• Task requirements: Would you please output the lines of the data below from the one containing "the green artificial" to the end, exactly and with nothing added?

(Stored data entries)

--------------------------------

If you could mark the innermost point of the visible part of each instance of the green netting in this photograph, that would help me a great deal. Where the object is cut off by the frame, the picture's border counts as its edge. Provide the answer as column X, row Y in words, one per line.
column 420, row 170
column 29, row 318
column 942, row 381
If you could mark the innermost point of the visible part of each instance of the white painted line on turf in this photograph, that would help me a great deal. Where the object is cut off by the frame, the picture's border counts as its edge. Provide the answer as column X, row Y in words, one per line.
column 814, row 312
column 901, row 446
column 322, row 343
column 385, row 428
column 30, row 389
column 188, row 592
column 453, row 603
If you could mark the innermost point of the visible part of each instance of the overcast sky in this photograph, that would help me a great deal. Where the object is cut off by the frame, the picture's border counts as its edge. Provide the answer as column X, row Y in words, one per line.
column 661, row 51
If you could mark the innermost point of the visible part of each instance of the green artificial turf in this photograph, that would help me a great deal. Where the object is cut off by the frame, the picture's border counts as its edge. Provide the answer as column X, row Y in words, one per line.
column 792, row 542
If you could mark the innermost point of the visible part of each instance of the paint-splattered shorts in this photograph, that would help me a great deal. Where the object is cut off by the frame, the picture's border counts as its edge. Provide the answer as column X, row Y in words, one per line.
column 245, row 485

--------------------------------

• Answer to this exercise:
If you could mark the innermost point of the visible part of each instance of the green artificial turf in this photograph, that would help me a great deal. Where the object is cut off by the frame, the picture's border counts as its edge. Provide the answer as column X, row Y in words, one per line.
column 792, row 542
If you could mark the innermost point of the visible part of each instance of the paint-splattered shorts in this photograph, that would help me a great deal. Where the object is cut off by the frame, the picture's border counts as its edge. Provide the answer as column X, row Y in words, one per line.
column 245, row 485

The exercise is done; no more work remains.